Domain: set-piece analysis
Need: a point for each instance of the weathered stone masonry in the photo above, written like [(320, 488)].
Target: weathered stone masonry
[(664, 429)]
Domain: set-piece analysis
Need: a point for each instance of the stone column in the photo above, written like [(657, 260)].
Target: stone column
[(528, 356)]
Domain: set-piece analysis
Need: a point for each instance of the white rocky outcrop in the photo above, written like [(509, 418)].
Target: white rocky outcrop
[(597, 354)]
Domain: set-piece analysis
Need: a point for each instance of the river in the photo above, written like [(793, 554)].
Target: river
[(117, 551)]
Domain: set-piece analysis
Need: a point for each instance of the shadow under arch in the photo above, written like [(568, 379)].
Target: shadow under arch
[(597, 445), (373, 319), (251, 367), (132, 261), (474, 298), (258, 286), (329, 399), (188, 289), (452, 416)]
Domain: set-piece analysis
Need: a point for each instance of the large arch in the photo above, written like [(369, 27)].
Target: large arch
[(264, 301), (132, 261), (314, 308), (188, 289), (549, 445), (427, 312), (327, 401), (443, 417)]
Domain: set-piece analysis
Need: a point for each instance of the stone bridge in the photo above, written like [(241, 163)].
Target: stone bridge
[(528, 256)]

WHAT IS EXPECTED -> Pick out every line in the data above that contains the word "white", and copy each of those lines in full.

CORRECT RESULT ->
Need: a point for each instance of the white rocky outcrop in the photo above, written like [(509, 418)].
Target: white rocky outcrop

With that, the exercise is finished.